:: RECORDS TO USE ::
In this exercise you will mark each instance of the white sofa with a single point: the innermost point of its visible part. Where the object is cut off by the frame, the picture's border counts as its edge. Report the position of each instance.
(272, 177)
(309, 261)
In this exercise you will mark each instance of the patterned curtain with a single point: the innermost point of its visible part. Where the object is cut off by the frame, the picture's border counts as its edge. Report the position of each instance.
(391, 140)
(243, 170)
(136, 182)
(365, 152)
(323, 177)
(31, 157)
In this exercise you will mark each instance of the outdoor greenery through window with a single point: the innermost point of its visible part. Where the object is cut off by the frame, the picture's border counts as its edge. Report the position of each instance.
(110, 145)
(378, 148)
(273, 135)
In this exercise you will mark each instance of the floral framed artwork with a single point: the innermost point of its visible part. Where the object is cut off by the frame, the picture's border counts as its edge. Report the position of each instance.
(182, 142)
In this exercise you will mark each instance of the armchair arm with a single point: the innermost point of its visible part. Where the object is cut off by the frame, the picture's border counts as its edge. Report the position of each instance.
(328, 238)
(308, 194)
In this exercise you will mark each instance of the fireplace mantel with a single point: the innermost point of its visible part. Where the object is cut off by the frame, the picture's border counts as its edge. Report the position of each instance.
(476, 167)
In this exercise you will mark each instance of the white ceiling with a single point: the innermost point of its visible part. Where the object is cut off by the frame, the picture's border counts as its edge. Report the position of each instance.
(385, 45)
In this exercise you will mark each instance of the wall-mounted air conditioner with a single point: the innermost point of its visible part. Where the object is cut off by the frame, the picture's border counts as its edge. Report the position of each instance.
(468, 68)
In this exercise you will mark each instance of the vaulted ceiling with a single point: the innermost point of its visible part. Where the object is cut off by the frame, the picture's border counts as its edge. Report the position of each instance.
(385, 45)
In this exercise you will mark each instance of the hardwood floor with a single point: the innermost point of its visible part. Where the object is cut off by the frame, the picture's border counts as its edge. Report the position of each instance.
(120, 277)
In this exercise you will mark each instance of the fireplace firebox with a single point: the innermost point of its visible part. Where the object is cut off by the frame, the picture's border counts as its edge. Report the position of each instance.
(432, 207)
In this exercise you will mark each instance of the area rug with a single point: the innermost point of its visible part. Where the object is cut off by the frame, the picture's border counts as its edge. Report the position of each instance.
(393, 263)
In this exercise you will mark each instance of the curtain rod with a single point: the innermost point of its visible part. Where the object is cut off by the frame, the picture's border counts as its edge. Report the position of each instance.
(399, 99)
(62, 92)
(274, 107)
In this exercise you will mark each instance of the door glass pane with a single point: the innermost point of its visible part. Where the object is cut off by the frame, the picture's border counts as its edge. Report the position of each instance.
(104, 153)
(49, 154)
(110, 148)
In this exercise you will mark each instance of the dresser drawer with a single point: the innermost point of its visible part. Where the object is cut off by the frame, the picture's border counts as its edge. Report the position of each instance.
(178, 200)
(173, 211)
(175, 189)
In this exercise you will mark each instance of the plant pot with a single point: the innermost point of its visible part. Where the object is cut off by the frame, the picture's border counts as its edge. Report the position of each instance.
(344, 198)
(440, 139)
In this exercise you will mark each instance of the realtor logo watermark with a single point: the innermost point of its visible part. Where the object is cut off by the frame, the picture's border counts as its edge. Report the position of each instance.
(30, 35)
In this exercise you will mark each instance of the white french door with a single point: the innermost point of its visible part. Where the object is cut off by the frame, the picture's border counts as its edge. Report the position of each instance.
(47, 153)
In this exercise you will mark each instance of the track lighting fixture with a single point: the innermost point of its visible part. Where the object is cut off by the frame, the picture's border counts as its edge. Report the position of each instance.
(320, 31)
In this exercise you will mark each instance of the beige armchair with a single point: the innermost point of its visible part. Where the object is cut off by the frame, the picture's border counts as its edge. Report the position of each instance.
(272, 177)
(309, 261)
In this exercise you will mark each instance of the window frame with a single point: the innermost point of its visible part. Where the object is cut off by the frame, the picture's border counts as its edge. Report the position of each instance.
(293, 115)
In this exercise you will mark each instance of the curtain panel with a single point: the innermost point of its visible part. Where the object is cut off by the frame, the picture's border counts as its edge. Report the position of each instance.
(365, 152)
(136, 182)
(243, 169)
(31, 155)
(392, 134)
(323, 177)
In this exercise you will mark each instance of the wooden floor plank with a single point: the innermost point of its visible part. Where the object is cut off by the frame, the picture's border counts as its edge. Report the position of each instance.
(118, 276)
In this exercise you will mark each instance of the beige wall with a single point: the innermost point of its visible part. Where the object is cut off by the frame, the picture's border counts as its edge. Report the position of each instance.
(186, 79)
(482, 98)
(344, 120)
:::
TASK ITEM: Repeat the data in its entirety, exactly as written.

RESULT FOR THIS EXERCISE:
In this exercise you will mark each instance of the white sofa with a single point: the innermost point of its visible part. Where the object is cut off by the frame, the picture's border counts as its edge. Report the position of each instance.
(272, 177)
(309, 261)
In this exercise you will mark each instance of the patterned curtain with a single point: the innermost point of its visible part. Where the object is cut off by the frame, the picture's border counts as its edge. Report the position of each instance.
(391, 140)
(243, 170)
(136, 182)
(365, 152)
(323, 177)
(31, 157)
In this exercise you will mark each instance of the outdoor greenery through window with a single point: the innermost point of its visible part. Where the object is cut off by the frame, the picture's border counts as its edge. Report the position of each instance.
(110, 145)
(378, 148)
(273, 135)
In this exercise you will mark each instance of the floral framed artwork with a single point: the innermost point of its visible part. Where the object is cut off by the frame, the picture's border counts as its edge. Report the position of each instance.
(182, 142)
In this exercise you will mark each instance of the armchair arm with a single point: the innermost point of its visible part. Where the object is cut off by the frame, the picture's border counts as its edge. Report the position of each instance.
(328, 238)
(308, 194)
In this exercise you will mark each instance of the fireplace mantel with a single point: the innermost point of its visible part. Where the object is cut off by the frame, the picture's border counts as its edge. Report the position of each instance.
(476, 167)
In this exercise you will mark each instance of the white ceiling with a single point: the innermost point of its visible part. Where the object is cut off by the frame, the picture's border counts as its edge. Report the position of each instance.
(385, 45)
In this exercise you will mark each instance of the wall-mounted air conditioner with a single point: the innermost point of its visible part. Where the object is cut off by the frame, the picture's border counts as its edge. Report the position of each instance.
(468, 68)
In this exercise you will mark each instance of the vaulted ceiling with a single point: the innermost point of its visible part. Where the object is cut off by the frame, the picture's border counts as its edge. Report the position of each instance.
(385, 45)
In this exercise you will mark each instance of the hardwood floor with a single point: the innermost point of its visible part. Where the object is cut off by the frame, the picture's border counts as its edge. Report the position of each instance.
(120, 277)
In this exercise you will mark each instance of the fireplace firebox with a single point: the innermost point of its visible part. Where the object is cut off by the frame, the picture's border counts as its edge. Report the position of each instance.
(432, 207)
In this exercise you will mark each instance of the area rug with a single point: the innermost point of its visible part. Where the object is cut off by the frame, the picture's border counts as its edge. Report the position of each instance.
(393, 263)
In this exercise you will mark each instance of the curtain rod with a single point: the innermost point of its visible part. Where the object is cut off by the frame, the picture's border counts as its edge. Report the position of each instance.
(399, 99)
(62, 92)
(274, 107)
In this exercise you will mark each instance of the door glass pane with a single point: the innermost point of its visible part. Where the object is cut off by the frame, the picture's border counts as its edge. Report the position of each instance.
(104, 153)
(49, 154)
(110, 148)
In this exercise you will mark each instance of the dresser drawer with a single point: the innermost point of its visible part. Where the object is cut off by the frame, the picture's border counts as its edge. Report the position of each instance.
(178, 200)
(173, 211)
(175, 189)
In this exercise you will mark each instance of the plant pot with a single point: the innermost point of its visible part. Where the object is cut off by the frame, the picture's border counts as its edge. Report the position of each instance.
(344, 198)
(440, 139)
In this exercise you will mark each instance of the realtor logo watermark with a single point: the innermost point of its visible part. Where the object is cut off by the frame, the picture's border counts as its edge. Report the position of each instance.
(30, 35)
In this exercise you will mark each instance of the white french door with a single point: the innermost point of its visible part. Where the object is cut off by the frame, the picture's border counts as its edge. Report the position of each instance.
(47, 153)
In this exercise you will mark each instance of the track lighting fixture with a single point: the innermost point of its visible part. Where the object is cut off by the frame, the picture's border counts as its edge. Report the position of each instance.
(320, 31)
In this exercise you will mark each instance of the beige armchair with a single point: the innermost point of its visible part. Where the object is cut off by the frame, the picture's border counts as its edge. Report the position of each instance.
(272, 177)
(309, 261)
In this exercise you will mark each instance of the window frame with a single point: the innermost point of its visible part. Where the object is cut off by the frame, the picture's border counts as its edge. Report the position of each instance.
(293, 115)
In this exercise you will mark each instance of the curtain panel with a single point: the innermost point of its visible part. Where the object is cut off by the frame, the picture's border counts as its edge. Report the position of each instance.
(365, 152)
(136, 182)
(243, 169)
(31, 155)
(392, 134)
(323, 177)
In this exercise you will mark each instance of the wooden floor plank with a single point: the innermost point of its visible part. Where the object is cut off by the frame, the picture's border counts as its edge. Report the position of each instance.
(118, 276)
In this exercise you will mark each instance of the beige wall with a single point: the innermost point of its visible part. Where the object is cut off by the frame, the picture's border counts as its edge. Report the position of each instance.
(186, 79)
(482, 98)
(344, 120)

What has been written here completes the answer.